• [Extract]:
Many wild avian species may be affected including raptors (goshawks, red-tailed hawks, and gyrfalcons), galliformes (pheasant,
quail and turkeys), waterfowl (diving and shorebirds) and penguins. Among companion bird species there seems to be a higher
prevalence of infection in blue-fronted Amazon parrots, African grey parrots and mynah birds.
Aspergillosis is often classified as either an acute or chronic disease. Acute diseases are often seen in birds exposed to
an overwhelming number of fungal spores over a short period of time. The result is rapid with massive colonization of the
lungs leading to a miliary granulomatous disease.

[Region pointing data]
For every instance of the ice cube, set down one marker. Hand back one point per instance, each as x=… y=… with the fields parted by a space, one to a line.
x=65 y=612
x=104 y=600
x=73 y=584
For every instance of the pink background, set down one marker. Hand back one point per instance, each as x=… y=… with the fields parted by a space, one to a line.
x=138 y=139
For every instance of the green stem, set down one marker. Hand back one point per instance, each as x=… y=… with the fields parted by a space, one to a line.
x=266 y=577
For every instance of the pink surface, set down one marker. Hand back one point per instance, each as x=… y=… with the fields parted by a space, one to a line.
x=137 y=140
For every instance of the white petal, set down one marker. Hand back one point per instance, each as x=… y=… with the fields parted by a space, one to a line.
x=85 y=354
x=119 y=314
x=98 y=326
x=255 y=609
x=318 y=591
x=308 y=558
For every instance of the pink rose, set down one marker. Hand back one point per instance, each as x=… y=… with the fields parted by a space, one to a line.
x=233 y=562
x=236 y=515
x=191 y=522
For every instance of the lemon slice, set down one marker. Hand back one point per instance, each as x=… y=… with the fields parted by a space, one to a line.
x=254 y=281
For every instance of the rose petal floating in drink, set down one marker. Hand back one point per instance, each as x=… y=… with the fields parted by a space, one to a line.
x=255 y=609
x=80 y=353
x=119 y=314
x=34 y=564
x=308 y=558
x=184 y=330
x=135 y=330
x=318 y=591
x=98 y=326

• [Things to do]:
- A) Turn the paragraph of the aspergillosis text that begins "Many wild avian species" into a short bulleted list, keeping its main facts.
- B) Pick up the text on aspergillosis in birds after its last sentence and continue it for a few more sentences.

• [Outputs for the tasks]:
- A)
- Wild birds that may be affected:
  - raptors (goshawks, red-tailed hawks, gyrfalcons)
  - galliformes (pheasant, quail, turkeys)
  - waterfowl (diving and shorebirds)
  - penguins
- Companion birds with an apparently higher prevalence of infection:
  - blue-fronted Amazon parrots
  - African grey parrots
  - mynah birds

- B)
Chronic diseases may occur secondary to immunosuppression, concomitant disease or other stressor that limits the ability of
the birds to fight off infection. Here granulomatous lesions often appear in areas of high oxygen tension and low blood flow
such as the thoracic and abdominal air sacs and syrinx. It is important to note that Aspergillus sp spores may also spread hematogenously to other organs as a result of fungal colony extension into neighboring vessels
as well as direct extension into pneumatic bones, the coelomic cavity and surrounding structures. Fungal colonization and
infection may also be limited to the specific point where the organisms enter the body including the oropharynx, gastro-intestinal
tract, the eye, kidney, bone sinuses and the central nervous system.
Clinical signs vary depending upon the location and severity of infection and the integrity of the host's immune system; although
peracute and acute death without any clinical signs can occur. Birds with acute infections usually exhibit a change or loss
of voice, dyspnea, open-mouthed breathing, weakness, lethargy, depression, weight loss, anorexia and ataxia, paresis or paralysis
resulting from CNS infection and death. Progression of the acute form is often very rapid.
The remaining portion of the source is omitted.